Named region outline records
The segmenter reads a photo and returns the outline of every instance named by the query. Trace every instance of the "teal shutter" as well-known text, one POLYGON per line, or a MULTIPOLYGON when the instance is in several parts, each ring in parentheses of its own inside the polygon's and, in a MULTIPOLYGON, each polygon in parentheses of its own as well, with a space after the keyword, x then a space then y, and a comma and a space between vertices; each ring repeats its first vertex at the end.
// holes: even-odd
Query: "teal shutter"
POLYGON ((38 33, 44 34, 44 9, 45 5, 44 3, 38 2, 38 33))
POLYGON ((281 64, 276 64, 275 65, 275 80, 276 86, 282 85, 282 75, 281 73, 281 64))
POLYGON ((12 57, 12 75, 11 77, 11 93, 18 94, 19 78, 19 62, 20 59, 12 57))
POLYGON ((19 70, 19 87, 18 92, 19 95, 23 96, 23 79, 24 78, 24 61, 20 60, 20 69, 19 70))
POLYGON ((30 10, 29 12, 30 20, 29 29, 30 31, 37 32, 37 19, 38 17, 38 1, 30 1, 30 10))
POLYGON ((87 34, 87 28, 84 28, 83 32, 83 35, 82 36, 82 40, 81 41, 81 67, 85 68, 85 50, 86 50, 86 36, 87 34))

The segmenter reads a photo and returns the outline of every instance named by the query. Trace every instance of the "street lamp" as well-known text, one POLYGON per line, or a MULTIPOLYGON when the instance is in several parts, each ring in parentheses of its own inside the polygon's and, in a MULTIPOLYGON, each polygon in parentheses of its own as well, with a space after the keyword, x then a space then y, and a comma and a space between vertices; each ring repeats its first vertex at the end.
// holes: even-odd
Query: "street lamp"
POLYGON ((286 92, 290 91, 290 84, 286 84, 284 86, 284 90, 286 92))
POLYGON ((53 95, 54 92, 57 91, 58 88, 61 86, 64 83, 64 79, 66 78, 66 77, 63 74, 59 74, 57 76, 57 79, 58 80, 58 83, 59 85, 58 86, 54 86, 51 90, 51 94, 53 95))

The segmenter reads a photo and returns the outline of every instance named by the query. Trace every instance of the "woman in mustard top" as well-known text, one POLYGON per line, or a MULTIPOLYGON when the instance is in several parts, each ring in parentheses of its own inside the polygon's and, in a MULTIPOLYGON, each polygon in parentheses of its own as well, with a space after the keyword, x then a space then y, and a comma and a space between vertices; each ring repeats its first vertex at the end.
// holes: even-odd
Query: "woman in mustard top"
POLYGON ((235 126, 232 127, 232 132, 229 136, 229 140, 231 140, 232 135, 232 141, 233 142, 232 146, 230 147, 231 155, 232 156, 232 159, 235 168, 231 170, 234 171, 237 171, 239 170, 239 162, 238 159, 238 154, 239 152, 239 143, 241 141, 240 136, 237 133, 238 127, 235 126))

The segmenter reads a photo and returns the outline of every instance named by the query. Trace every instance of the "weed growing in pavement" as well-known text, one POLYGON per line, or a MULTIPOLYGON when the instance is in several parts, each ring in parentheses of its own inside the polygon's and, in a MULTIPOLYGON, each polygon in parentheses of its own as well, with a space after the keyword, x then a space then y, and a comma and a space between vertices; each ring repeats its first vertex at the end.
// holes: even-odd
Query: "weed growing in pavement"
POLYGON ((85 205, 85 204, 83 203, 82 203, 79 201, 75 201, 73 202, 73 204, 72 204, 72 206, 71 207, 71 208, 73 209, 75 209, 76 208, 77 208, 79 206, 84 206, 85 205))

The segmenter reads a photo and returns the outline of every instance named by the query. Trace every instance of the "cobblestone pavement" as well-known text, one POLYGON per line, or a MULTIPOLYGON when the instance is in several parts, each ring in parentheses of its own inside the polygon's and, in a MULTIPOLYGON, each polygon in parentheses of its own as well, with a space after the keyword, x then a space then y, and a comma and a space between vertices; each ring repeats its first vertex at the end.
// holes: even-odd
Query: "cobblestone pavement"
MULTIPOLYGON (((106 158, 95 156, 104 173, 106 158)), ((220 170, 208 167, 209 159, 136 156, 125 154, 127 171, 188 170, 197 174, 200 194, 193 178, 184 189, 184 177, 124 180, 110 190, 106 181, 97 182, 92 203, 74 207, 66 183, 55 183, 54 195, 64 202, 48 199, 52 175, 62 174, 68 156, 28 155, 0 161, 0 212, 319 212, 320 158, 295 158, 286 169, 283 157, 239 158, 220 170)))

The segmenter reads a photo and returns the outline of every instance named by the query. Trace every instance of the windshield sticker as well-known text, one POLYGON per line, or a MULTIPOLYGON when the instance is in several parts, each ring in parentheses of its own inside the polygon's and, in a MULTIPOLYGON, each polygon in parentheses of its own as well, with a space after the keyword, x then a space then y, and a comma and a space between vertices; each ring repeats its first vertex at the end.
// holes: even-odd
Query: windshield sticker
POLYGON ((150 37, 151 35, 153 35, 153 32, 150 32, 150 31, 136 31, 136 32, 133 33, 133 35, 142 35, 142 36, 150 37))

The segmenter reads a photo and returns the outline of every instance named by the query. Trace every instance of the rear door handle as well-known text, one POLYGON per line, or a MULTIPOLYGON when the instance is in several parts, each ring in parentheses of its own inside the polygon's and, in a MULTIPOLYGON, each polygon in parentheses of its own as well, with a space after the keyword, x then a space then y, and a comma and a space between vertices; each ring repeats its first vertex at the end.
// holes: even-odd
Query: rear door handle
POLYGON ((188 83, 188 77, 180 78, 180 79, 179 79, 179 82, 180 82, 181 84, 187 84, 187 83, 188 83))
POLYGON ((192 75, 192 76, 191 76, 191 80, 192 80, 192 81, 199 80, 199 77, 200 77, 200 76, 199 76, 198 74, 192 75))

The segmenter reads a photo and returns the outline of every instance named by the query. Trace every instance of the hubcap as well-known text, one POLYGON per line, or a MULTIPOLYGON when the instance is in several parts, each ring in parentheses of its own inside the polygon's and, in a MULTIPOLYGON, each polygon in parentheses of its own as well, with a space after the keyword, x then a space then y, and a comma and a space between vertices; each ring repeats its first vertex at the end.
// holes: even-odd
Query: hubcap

▸ Task prompt
Copy out everything from the line containing "of the rear" down to the end of the data above, keeping each line unchanged.

▸ Result of this exercise
The segmenter reads a photo and returns the outline of every instance named by the query. Trace every instance of the rear door handle as well-known text, one POLYGON per line, or a MULTIPOLYGON when the instance is in several parts, each ring in parentheses of its own inside the polygon's and, in a MULTIPOLYGON, each polygon in parentheses of its own as well, with a space after the keyword, x then a space then y, and a comma and a space between vertices; each ring repeats its first vertex at the end.
// holes: even-odd
Query: rear door handle
POLYGON ((188 83, 188 77, 180 78, 180 79, 179 79, 179 82, 180 82, 181 84, 187 84, 187 83, 188 83))
POLYGON ((192 75, 192 76, 191 76, 191 80, 192 80, 192 81, 199 80, 199 77, 200 77, 200 76, 199 76, 198 74, 192 75))

The segmenter reads a photo and returns the outline of every instance named by the query. Trace every instance of the hubcap as well-known text, one POLYGON per line, or a MULTIPOLYGON when the instance is in several parts, each ring in parentheses of its own inside the polygon's and, in a MULTIPOLYGON, each polygon in parentheses of its own as well, with a space after the keyword, x then a space then y, and a comma and a space between vertices; each ring repeats its first vertex at the end.
// holes: even-odd
Query: hubcap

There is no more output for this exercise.